DATA EXTRACT section start

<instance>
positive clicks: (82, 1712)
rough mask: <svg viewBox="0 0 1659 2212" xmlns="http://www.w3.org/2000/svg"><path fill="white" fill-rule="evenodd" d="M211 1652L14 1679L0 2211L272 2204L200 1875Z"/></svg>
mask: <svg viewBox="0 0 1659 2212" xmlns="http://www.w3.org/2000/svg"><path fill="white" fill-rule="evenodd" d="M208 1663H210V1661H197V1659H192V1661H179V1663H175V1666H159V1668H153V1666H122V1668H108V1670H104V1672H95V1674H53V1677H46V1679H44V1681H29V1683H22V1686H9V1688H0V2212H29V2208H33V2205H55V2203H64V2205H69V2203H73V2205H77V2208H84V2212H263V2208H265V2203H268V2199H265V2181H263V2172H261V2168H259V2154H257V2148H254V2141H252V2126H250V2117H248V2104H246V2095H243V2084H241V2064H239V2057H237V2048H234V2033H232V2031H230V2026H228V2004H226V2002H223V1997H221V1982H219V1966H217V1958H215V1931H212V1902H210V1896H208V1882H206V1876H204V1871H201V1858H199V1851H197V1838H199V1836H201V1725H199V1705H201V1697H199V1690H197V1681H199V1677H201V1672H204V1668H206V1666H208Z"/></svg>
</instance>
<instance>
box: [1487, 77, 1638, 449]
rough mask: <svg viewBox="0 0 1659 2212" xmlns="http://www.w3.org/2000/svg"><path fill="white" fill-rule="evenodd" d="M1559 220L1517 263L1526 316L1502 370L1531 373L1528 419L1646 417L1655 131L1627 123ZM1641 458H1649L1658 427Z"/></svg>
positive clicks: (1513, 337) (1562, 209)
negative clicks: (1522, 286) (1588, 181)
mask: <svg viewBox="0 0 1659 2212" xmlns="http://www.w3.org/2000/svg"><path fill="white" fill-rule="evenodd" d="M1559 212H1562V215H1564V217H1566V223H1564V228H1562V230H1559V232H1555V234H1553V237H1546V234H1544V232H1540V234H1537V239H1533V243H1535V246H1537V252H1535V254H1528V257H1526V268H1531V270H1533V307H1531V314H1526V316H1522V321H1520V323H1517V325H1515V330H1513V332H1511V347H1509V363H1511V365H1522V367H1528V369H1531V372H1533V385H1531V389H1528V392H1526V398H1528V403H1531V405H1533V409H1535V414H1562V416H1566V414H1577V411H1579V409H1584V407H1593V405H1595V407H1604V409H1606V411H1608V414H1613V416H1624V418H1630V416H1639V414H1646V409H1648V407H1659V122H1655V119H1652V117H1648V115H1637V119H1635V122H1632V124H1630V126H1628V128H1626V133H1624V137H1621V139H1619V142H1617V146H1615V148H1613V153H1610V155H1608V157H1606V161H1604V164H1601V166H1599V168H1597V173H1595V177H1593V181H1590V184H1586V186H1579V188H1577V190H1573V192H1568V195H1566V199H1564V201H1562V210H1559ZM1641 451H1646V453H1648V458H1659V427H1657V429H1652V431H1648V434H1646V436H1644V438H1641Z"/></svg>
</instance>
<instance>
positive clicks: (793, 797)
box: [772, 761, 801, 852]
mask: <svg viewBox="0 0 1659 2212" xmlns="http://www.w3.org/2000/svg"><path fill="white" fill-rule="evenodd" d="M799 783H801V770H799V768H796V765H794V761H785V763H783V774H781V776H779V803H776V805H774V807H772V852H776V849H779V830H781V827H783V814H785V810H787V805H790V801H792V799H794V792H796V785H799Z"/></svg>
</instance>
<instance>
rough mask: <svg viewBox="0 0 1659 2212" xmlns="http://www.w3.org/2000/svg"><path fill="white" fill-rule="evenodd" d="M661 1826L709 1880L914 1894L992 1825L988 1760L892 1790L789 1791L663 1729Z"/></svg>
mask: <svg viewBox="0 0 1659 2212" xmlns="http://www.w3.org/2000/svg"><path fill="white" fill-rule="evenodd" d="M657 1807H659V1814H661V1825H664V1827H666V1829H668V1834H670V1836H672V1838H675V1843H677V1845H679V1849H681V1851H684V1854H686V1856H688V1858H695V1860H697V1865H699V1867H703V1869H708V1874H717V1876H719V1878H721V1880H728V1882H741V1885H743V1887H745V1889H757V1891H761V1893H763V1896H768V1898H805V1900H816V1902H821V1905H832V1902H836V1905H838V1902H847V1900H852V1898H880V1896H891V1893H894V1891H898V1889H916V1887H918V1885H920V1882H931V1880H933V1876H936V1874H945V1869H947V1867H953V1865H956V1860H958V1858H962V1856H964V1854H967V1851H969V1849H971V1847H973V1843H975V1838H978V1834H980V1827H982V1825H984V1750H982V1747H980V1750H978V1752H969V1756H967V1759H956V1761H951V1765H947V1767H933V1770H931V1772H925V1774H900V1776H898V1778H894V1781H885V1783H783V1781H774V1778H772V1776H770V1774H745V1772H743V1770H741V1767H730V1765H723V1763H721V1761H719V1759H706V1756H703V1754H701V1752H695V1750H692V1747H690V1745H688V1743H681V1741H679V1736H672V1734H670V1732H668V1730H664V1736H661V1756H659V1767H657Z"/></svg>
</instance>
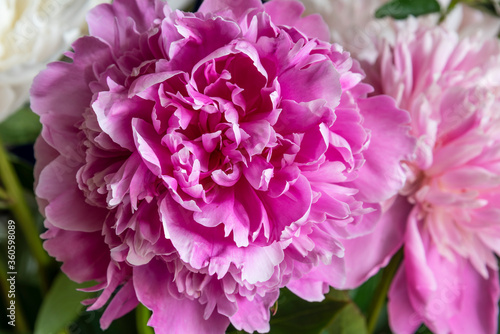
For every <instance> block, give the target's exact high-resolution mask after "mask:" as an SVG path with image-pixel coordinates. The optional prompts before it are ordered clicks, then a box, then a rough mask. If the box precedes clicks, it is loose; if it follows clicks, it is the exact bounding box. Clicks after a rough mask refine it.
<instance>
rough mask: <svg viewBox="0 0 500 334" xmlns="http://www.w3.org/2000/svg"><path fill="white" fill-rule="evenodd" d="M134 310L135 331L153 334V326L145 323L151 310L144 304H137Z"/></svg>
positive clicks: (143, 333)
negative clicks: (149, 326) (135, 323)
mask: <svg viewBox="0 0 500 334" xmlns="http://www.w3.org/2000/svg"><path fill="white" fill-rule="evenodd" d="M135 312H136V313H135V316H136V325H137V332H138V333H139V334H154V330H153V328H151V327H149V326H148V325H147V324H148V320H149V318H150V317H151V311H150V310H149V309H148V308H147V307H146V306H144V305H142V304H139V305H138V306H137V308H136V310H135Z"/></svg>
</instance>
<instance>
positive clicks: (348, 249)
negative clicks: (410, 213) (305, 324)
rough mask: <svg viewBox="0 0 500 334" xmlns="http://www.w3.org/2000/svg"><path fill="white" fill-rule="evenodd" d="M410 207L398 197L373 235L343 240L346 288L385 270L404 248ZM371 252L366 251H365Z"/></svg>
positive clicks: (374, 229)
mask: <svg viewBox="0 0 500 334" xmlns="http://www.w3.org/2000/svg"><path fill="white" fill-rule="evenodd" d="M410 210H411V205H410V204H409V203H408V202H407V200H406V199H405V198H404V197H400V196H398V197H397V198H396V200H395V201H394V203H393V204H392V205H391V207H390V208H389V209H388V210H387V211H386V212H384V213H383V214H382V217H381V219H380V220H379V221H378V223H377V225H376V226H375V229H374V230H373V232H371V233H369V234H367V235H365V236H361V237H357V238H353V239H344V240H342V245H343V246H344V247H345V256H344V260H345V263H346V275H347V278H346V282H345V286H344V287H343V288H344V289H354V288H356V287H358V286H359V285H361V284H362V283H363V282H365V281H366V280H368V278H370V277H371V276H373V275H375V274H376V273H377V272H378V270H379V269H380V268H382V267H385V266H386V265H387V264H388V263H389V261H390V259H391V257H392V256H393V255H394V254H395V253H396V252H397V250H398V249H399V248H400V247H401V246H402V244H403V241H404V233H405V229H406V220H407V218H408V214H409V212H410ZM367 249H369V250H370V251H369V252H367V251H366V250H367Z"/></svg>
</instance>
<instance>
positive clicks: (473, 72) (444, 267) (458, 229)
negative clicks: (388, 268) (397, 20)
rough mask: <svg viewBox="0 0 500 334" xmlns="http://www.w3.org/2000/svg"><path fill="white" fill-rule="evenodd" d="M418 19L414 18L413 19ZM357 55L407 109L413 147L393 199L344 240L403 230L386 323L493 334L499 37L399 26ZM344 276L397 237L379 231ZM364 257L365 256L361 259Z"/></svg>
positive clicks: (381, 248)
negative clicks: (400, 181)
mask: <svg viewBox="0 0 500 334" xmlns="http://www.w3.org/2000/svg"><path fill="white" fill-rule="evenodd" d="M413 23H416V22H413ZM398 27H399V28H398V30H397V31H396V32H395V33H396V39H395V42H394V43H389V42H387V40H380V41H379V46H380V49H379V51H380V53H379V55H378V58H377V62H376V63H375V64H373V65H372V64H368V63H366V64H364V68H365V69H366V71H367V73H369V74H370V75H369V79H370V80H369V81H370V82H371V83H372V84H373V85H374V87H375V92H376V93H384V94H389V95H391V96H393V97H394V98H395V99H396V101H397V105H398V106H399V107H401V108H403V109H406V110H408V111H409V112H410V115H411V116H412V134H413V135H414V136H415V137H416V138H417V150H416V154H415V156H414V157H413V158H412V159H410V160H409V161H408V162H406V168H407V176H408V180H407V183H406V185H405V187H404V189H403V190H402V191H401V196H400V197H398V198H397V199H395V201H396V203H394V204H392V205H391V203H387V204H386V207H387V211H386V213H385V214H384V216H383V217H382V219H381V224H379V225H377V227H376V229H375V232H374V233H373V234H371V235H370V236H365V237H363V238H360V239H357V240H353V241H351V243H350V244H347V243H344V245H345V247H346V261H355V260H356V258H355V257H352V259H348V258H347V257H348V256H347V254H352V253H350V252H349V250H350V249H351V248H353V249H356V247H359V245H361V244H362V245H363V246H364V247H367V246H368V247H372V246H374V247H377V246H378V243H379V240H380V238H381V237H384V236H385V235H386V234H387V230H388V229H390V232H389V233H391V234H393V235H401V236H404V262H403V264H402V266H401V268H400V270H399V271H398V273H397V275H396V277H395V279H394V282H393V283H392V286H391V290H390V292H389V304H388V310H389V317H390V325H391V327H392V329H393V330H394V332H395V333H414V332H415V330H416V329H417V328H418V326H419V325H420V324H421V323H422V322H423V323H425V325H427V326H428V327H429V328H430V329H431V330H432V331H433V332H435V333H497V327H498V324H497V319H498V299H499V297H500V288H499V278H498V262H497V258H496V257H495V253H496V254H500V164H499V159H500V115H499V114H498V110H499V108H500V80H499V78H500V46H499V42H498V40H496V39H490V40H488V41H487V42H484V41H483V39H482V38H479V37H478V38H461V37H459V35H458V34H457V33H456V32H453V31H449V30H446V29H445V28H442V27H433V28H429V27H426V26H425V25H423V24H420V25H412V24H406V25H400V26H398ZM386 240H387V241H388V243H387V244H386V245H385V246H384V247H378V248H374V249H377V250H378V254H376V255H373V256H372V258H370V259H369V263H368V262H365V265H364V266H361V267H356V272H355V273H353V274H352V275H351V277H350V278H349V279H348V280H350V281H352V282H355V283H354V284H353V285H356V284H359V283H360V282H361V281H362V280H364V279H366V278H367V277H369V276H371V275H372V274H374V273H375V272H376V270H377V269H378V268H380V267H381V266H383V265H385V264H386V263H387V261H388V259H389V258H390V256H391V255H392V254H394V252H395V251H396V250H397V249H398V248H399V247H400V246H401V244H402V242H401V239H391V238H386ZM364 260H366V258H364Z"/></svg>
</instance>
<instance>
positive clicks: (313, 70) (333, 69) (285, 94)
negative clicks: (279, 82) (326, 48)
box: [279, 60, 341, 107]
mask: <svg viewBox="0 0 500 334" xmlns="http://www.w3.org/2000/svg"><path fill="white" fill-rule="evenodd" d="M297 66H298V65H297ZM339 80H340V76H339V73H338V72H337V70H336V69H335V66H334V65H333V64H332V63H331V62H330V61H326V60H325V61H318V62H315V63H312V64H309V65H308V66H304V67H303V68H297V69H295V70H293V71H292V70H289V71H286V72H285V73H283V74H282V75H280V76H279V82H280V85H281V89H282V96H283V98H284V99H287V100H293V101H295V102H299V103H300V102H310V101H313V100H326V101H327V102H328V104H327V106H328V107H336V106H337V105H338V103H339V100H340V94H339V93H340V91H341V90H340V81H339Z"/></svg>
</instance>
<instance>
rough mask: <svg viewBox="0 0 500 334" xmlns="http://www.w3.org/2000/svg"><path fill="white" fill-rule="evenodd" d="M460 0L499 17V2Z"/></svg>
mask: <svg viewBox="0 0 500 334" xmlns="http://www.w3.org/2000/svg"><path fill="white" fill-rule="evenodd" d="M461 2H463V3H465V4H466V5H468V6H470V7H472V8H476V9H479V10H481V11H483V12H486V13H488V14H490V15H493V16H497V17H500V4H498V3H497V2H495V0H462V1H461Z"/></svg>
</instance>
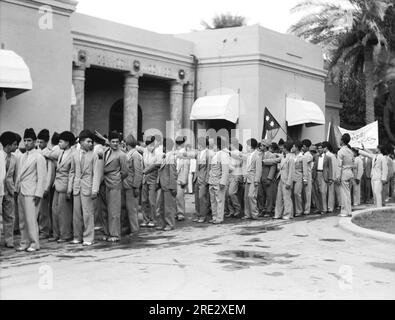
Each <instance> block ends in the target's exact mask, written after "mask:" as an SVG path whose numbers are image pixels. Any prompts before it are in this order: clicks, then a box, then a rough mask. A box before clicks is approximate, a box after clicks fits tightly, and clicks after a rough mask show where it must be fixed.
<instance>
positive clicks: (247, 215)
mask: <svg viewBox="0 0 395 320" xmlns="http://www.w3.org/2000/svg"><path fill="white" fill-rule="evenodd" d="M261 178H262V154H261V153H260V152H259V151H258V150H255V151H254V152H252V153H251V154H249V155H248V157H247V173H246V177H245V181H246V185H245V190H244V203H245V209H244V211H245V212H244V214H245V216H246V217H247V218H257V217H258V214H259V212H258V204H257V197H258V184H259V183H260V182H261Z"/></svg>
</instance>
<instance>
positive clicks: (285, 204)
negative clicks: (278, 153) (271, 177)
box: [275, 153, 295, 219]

DATA EXTRACT section end

TASK PROMPT:
With the line that has "negative clicks: (410, 213) (305, 324)" as the first and the line that has "positive clicks: (381, 248)" as the last, repeat exactly that run of lines above and no more.

EXPECTED ANSWER:
negative clicks: (410, 213) (305, 324)
rough mask: <svg viewBox="0 0 500 334" xmlns="http://www.w3.org/2000/svg"><path fill="white" fill-rule="evenodd" d="M410 207L398 197L373 235L343 240L346 288L385 270L404 248ZM371 252L366 251H365Z"/></svg>
positive clicks: (374, 229)
mask: <svg viewBox="0 0 500 334" xmlns="http://www.w3.org/2000/svg"><path fill="white" fill-rule="evenodd" d="M410 210H411V205H410V204H409V203H408V202H407V200H406V199H405V198H404V197H400V196H398V197H397V198H396V200H395V201H394V203H393V204H392V205H391V207H390V208H389V209H388V210H387V211H386V212H384V213H383V214H382V217H381V219H380V220H379V221H378V223H377V225H376V226H375V229H374V230H373V232H371V233H369V234H367V235H365V236H361V237H357V238H353V239H344V240H342V245H343V246H344V247H345V256H344V260H345V263H346V275H347V278H346V282H345V286H344V287H343V288H344V289H354V288H356V287H358V286H359V285H361V284H362V283H363V282H365V281H366V280H368V278H370V277H371V276H373V275H375V274H376V273H377V272H378V270H379V269H380V268H382V267H385V266H386V265H387V264H388V263H389V261H390V259H391V257H392V256H393V255H394V254H395V253H396V252H397V250H398V249H399V248H400V247H401V246H402V244H403V241H404V233H405V229H406V220H407V218H408V214H409V212H410ZM367 249H369V250H370V251H369V252H367V251H366V250H367Z"/></svg>
</instance>
<instance>
positive clicks: (473, 72) (444, 267) (458, 229)
negative clicks: (388, 268) (397, 20)
rough mask: <svg viewBox="0 0 500 334" xmlns="http://www.w3.org/2000/svg"><path fill="white" fill-rule="evenodd" d="M418 19L414 18L413 19ZM357 55L407 109L413 147L393 199L344 240L403 230L386 323L493 334L499 37L399 26ZM344 276L397 237L379 231ZM364 257L365 256L361 259Z"/></svg>
positive clicks: (381, 248)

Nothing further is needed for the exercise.